= Aufgabe A =
Zähle die Zeilen der Datensätze, in denen die Zeichenfolge „dirt“ vorkommt. Gib nur die Anzahl an.

Fußball-Nationalmannschaft
In Baumanns Socken: Nagelsmann will jetzt Platz eins
15. November 2024, 5:22 Uhr
Freiburg (dpa) -
Bilanz: Die deutsche Fußball-Nationalmannschaft bestreitet am Samstag (20.45 Uhr/RTL) in Freiburg gegen Bosnien-Herzegowina ihr 1022. Länderspiel. Nach dem 2:1 im Hinspiel und dem folgenden 1:0 gegen die Niederlande im Oktober hat die DFB-Elf 589 Siege in ihrer Länderspiel-Bilanz. Zudem gab es 212 Unentschieden und 220 Niederlagen. Das Torverhältnis lautet 2290:1202.
Nations League: Zum ersten Mal hat sich die Nationalmannschaft für die K.-o.-Runde des UEFA-Wettbewerbs qualifiziert. Im März folgt zunächst das Viertelfinale, im Juni im Erfolgsfall die Finalrunde. Mit einem Sieg gegen Bosnien-Herzegowina wäre auch der Gruppensieg fix, der einen vermeintlich leichteren Gegner für die erste Ausscheidungsrunde brächte. Kurios: Spielen die Niederlande und Ungarn parallel unentschieden, ist Deutschland in jedem Fall schon vor dem Vorrundenabschluss am Dienstag in Ungarn Gruppensieger, auch bei einer Niederlage gegen Bosnien-Herzegowina.

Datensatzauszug
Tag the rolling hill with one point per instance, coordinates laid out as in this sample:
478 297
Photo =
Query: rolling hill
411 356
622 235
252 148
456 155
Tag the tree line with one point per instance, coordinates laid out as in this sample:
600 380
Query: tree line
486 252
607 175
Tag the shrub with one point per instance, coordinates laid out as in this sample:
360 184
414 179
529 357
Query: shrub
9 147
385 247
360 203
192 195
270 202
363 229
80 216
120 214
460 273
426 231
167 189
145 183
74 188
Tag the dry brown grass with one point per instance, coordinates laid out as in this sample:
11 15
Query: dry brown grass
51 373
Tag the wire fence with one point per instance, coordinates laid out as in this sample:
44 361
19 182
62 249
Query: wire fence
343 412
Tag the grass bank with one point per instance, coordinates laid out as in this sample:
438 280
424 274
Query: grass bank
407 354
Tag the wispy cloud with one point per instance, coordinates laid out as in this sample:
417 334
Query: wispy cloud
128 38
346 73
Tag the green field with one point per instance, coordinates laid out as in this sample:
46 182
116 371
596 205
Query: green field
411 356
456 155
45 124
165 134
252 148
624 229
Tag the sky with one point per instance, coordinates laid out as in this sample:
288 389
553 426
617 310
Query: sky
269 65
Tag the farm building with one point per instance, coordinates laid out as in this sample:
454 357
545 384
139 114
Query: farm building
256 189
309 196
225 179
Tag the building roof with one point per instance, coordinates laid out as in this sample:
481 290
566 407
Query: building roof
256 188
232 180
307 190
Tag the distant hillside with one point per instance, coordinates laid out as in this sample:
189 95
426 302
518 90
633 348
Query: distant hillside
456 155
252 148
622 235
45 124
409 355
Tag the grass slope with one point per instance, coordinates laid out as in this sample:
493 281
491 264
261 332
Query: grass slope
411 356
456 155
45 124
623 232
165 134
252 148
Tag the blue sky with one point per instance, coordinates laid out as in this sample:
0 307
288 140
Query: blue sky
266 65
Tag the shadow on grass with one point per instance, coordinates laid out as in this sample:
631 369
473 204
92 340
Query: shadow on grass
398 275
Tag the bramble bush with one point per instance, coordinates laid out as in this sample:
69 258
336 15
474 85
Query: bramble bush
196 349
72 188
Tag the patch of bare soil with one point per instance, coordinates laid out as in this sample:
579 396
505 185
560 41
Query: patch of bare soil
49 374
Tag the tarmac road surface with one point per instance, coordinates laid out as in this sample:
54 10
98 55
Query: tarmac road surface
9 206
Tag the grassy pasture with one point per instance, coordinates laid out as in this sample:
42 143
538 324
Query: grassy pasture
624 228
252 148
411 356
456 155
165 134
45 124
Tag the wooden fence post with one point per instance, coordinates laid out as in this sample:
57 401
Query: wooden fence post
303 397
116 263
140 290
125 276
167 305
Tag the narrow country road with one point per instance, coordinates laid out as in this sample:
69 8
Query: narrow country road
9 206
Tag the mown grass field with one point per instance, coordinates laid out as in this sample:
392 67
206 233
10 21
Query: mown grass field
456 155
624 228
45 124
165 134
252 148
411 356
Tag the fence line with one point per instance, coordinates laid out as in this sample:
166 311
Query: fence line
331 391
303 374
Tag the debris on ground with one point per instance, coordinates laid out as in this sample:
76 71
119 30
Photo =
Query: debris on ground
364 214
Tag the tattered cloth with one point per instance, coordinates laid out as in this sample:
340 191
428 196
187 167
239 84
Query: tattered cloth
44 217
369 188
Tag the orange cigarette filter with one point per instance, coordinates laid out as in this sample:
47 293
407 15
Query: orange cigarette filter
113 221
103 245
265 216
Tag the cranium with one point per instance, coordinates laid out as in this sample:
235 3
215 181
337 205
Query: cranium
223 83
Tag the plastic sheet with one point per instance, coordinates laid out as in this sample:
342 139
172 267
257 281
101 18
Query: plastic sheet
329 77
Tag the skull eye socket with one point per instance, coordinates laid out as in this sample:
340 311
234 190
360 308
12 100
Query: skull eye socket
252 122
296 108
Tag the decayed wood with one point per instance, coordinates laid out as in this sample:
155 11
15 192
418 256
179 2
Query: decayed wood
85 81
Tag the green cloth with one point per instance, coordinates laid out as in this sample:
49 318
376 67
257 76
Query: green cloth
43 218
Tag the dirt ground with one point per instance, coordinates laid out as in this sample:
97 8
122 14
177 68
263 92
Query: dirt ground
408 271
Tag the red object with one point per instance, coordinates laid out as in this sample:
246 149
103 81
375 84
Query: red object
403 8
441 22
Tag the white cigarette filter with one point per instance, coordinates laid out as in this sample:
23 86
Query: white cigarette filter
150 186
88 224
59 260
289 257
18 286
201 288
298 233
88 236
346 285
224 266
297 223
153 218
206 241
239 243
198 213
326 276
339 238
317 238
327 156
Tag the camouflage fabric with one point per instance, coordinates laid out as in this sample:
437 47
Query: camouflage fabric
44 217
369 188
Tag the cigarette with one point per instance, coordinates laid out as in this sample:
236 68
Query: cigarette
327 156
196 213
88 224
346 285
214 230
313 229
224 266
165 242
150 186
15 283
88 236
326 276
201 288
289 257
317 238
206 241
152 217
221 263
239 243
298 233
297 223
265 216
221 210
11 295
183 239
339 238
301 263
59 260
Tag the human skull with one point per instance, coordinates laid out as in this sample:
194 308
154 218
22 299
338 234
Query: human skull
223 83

= Aufgabe B =
Beantworte die folgenden Fragen knapp anhand des extrahierten Textes.
(i) Gegen welche Mannschaft bestreitet die Nationalmannschaft am Samstag in Freiburg ihr 1022. Länderspiel?
(ii) Wie lautet das Torverhältnis in der Länderspiel-Bilanz?
(iii) In welchem Monat folgt das Viertelfinale der Nations League?

= Lösung A =
2

= Lösung B =
(i) Bosnien-Herzegowina
(ii) 2290:1202
(iii) März